Written request 1
Copy the rows word for word, starting with the line that contains "the blue soccer" and continuing through the last row, including both of those lines.

Thanks again for reading my post!


Hey Mickey! Thanks for all the stuff you've made in the Emacs space. Thanks for commenting here. :)

Thanks for the kind remarks, Ashton :)

Hey! Thanks for the kind words. :) I'm working on some updates for the upcoming release of Emacs 31. Should be good!

This exactly. Last year I got handed a big ball of work slop. Someone asked me to review this big ol' design document and I had the hardest time parsing it. It sounded right, but none of the pieces actually fit together. When I confronted the PM who gave it to me and asked if it was AI generated, they replied that "there were parts of it that were human-generated"! -_-

Anyway, I wrote a little more about that here: https://lambdaland.org/posts/2025-08-04_artifical_inanity/

Intent matters a ton when reading or writing something.


> you can highlight a binding if it’s mutable or style an enum/struct differently

Wow! That is an incredibly good reason. Thank you very much for telling me something I didn’t know. :)

UPDATE: I've added a paragraph talking about the ability of rust-analyzer. Thank you again!


Another pretty common application is to color unused bindings with a slightly faded-out color. So for e.g. with the TypeScript LSP, up at the top of the file you can instantly tell what imports are redundant because they're colored differently.

I love this in xcode / swift. Where classes and structs have a different colors between local classes and external classes (from a lib).

Its surprisingly useful to know if you’re working with a entity that you made.

(Saved entries)
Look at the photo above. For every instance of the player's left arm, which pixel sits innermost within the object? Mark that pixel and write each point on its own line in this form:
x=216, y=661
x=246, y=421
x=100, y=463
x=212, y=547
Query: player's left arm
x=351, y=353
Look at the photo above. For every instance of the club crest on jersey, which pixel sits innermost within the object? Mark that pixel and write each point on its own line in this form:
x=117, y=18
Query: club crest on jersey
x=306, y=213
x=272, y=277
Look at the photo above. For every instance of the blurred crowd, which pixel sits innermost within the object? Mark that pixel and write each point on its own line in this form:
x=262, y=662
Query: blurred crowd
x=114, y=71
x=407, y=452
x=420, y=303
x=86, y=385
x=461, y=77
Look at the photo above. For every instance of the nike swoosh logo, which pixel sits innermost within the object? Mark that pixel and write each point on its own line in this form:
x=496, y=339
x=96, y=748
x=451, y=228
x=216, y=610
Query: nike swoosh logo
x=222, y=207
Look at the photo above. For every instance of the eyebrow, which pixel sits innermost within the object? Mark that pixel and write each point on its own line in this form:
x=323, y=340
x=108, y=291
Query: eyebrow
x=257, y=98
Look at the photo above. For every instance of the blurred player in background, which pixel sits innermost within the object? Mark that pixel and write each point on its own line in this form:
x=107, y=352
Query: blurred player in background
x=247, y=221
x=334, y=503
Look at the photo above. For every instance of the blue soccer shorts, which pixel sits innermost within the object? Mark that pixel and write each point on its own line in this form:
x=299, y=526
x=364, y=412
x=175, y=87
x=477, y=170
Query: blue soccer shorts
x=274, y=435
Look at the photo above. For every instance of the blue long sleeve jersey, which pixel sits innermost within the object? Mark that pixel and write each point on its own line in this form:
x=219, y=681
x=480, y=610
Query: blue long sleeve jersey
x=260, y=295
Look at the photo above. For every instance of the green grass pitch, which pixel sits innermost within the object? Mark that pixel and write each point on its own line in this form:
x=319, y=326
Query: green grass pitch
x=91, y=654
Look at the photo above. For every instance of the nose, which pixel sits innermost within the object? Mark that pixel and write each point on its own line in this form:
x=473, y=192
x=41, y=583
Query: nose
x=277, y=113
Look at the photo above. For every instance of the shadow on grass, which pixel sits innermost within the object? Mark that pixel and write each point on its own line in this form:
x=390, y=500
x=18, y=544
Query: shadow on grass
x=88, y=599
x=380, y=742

Written request 2
List every software tool or programming language named in the comment thread.

Right answer 1
Look at the photo above. For every instance of the blue soccer shorts, which pixel sits innermost within the object? Mark that pixel and write each point on its own line in this form:
x=299, y=526
x=364, y=412
x=175, y=87
x=477, y=170
Query: blue soccer shorts
x=274, y=435
Look at the photo above. For every instance of the blue long sleeve jersey, which pixel sits innermost within the object? Mark that pixel and write each point on its own line in this form:
x=219, y=681
x=480, y=610
Query: blue long sleeve jersey
x=260, y=295
Look at the photo above. For every instance of the green grass pitch, which pixel sits innermost within the object? Mark that pixel and write each point on its own line in this form:
x=319, y=326
Query: green grass pitch
x=91, y=654
Look at the photo above. For every instance of the nose, which pixel sits innermost within the object? Mark that pixel and write each point on its own line in this form:
x=473, y=192
x=41, y=583
Query: nose
x=277, y=113
Look at the photo above. For every instance of the shadow on grass, which pixel sits innermost within the object? Mark that pixel and write each point on its own line in this form:
x=390, y=500
x=18, y=544
Query: shadow on grass
x=88, y=599
x=380, y=742

Right answer 2
Emacs (including the upcoming Emacs 31)
rust-analyzer
TypeScript LSP
xcode
swift